→ WORK TASK: Show each line of the data below in which "distant" occurs.
══ DATA FOR THIS EXERCISE
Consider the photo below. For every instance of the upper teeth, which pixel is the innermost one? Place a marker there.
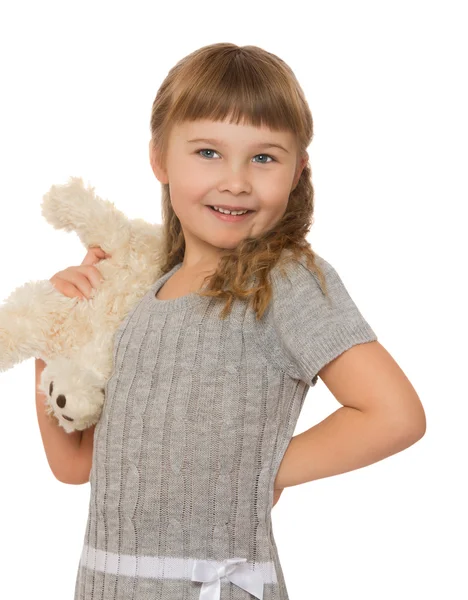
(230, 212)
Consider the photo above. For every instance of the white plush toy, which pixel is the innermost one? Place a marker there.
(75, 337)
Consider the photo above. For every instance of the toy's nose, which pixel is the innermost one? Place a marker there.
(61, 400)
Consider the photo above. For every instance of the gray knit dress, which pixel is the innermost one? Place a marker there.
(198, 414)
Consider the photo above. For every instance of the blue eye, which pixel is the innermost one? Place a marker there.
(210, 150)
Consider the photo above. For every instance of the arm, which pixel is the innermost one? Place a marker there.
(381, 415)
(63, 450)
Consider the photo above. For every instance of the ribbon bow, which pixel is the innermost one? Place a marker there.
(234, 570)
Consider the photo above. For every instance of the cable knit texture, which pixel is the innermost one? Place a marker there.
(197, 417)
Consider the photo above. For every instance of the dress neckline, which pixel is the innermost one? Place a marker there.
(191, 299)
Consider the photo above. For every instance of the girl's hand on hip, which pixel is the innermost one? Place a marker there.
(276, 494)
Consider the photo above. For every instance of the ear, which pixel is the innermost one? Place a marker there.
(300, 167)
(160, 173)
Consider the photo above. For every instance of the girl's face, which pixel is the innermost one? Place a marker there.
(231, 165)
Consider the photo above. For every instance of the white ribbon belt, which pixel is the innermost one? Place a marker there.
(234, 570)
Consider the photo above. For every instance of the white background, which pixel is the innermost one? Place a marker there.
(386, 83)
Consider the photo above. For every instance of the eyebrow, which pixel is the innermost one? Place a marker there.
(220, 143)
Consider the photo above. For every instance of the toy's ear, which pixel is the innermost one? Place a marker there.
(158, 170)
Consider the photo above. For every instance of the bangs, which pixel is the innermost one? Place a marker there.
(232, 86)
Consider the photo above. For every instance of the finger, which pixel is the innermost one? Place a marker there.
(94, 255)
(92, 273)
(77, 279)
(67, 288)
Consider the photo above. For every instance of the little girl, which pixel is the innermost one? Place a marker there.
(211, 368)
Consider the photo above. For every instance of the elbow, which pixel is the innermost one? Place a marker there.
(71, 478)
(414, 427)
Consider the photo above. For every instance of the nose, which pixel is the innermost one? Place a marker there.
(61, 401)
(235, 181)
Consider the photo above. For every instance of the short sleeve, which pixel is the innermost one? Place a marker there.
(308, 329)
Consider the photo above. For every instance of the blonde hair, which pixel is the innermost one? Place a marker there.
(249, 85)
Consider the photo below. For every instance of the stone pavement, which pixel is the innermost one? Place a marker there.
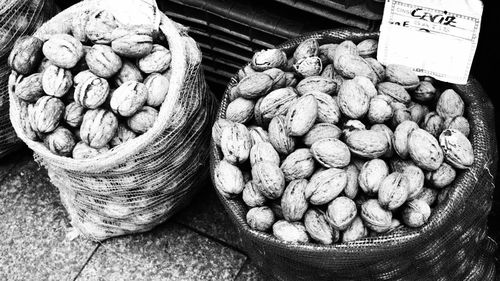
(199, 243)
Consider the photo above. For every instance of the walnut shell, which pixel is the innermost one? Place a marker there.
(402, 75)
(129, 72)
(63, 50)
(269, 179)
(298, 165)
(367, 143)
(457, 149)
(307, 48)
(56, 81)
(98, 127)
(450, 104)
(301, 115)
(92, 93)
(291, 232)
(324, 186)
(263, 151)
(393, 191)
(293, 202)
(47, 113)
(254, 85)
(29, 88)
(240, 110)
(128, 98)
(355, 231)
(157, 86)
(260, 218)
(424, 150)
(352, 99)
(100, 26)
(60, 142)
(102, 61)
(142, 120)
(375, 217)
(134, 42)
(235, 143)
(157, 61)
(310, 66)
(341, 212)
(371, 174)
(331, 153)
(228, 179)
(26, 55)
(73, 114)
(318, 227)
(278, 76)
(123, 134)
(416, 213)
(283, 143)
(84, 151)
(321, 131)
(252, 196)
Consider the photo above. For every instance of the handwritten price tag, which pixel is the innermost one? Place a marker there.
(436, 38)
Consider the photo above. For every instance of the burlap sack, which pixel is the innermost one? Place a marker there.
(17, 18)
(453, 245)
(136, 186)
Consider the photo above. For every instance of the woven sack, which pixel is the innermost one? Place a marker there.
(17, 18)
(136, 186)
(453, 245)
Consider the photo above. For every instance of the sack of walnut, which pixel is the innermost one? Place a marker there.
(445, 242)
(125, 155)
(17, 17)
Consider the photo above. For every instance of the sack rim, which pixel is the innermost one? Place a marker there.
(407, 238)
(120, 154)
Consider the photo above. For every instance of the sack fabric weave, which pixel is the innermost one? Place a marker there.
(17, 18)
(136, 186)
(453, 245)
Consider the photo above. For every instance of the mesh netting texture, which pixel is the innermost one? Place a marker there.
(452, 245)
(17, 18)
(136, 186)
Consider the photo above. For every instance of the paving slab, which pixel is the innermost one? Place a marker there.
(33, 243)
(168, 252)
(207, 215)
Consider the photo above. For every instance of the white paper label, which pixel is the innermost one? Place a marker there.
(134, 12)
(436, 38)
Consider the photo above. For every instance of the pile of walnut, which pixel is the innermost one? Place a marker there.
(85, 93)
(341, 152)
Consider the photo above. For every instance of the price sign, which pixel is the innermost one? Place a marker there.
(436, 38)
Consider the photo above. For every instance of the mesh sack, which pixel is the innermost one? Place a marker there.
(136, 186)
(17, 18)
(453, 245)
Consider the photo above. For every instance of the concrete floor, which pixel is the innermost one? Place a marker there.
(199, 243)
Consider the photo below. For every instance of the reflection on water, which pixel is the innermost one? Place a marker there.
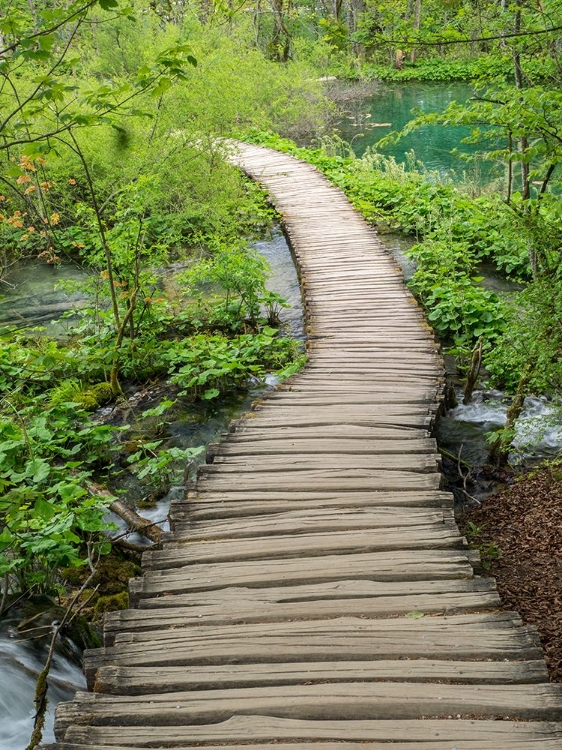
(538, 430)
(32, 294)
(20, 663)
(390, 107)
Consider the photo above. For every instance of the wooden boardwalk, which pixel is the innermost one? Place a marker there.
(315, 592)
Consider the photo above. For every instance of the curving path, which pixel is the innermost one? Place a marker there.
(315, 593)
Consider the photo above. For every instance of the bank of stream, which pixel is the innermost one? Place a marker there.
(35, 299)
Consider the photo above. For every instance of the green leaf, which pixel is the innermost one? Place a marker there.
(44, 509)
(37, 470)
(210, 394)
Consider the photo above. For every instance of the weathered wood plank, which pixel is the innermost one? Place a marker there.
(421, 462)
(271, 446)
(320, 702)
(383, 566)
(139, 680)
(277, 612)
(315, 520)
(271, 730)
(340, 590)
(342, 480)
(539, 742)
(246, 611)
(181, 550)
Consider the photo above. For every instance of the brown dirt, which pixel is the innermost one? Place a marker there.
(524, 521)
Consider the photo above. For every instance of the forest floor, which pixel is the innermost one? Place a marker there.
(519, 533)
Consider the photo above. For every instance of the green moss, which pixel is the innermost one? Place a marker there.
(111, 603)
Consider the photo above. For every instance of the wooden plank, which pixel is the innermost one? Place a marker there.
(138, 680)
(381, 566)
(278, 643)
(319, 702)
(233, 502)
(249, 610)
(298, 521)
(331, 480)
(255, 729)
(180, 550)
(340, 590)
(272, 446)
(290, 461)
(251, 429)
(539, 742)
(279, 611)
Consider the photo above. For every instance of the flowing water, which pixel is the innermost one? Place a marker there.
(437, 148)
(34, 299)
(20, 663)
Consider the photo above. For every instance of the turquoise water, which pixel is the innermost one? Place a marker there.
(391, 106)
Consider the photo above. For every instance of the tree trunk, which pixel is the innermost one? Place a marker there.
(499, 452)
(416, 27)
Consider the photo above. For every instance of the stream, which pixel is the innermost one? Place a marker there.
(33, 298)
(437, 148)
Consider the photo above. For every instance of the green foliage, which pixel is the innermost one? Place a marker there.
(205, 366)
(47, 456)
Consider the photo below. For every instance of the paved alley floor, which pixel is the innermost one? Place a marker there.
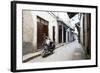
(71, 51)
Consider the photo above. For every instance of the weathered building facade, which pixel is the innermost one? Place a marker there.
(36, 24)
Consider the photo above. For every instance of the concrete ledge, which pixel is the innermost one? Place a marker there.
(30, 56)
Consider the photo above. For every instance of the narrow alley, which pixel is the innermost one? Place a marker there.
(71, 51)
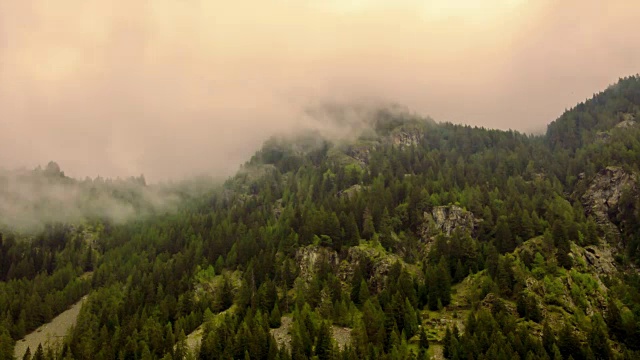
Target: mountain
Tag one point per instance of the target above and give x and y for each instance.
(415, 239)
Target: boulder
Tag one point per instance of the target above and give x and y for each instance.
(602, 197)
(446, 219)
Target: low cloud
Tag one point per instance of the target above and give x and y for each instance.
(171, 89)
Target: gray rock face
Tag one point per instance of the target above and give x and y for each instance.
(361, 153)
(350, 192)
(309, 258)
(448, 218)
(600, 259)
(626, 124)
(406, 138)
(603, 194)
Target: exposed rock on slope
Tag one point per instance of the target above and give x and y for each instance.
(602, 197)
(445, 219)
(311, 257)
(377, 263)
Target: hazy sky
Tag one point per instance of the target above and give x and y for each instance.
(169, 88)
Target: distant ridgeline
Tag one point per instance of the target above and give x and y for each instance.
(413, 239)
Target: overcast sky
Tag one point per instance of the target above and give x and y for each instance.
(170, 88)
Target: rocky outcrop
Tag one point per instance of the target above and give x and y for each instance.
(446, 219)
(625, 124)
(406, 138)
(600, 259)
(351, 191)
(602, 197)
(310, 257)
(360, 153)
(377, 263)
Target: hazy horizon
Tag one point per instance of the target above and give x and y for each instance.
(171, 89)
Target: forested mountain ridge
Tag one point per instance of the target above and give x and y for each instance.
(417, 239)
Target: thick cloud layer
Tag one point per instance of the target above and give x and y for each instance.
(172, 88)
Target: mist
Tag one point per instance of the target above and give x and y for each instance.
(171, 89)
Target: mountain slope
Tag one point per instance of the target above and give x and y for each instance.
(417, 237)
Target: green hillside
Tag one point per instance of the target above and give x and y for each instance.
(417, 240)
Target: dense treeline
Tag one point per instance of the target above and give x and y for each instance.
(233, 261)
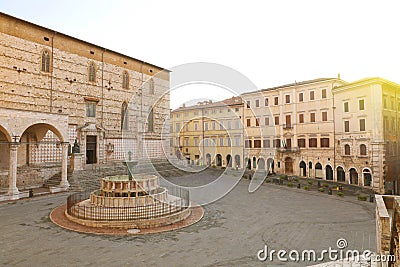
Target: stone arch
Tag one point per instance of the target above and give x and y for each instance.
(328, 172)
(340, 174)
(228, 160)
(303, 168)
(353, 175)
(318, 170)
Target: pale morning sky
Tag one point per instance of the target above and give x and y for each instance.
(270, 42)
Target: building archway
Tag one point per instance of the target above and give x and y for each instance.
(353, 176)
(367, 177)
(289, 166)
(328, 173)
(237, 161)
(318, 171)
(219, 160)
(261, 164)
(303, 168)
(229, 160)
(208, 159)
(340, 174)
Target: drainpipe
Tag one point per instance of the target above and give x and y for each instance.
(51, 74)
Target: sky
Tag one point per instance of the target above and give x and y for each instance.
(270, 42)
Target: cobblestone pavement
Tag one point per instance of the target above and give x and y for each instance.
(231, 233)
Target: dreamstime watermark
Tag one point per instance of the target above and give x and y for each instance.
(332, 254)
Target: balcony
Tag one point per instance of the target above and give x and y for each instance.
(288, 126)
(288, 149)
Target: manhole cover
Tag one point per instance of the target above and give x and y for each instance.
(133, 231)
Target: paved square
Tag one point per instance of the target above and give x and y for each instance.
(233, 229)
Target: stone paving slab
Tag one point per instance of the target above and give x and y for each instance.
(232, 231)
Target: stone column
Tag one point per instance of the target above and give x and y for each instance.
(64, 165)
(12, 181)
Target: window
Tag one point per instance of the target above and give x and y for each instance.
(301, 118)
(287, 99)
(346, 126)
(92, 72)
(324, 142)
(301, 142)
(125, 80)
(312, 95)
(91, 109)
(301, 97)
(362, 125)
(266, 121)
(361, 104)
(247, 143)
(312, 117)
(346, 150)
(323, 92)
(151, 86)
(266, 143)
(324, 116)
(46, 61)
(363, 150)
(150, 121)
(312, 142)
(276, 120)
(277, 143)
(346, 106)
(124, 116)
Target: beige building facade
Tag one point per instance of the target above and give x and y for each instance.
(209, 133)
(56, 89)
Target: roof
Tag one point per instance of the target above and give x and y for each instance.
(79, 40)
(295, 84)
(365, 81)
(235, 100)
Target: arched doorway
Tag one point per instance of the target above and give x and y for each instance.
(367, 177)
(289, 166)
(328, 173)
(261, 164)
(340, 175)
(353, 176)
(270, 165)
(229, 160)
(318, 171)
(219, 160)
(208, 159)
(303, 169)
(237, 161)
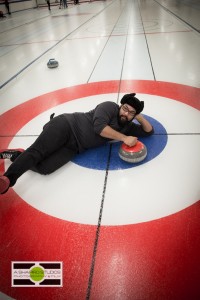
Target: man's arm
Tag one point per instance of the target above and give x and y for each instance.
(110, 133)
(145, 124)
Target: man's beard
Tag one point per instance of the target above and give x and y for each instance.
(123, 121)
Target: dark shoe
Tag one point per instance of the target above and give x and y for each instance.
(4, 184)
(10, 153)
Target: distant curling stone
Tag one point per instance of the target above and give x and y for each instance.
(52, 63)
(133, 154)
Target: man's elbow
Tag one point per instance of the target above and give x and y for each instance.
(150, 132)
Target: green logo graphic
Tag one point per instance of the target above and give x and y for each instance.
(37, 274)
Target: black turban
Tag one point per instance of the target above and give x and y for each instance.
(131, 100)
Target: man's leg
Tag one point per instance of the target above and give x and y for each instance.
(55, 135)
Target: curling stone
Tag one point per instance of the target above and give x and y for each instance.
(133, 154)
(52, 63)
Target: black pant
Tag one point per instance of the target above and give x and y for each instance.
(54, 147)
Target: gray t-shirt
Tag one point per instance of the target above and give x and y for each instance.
════
→ RESULT OF THIS EXERCISE:
Target: distant ridgeline
Target: distant curling stone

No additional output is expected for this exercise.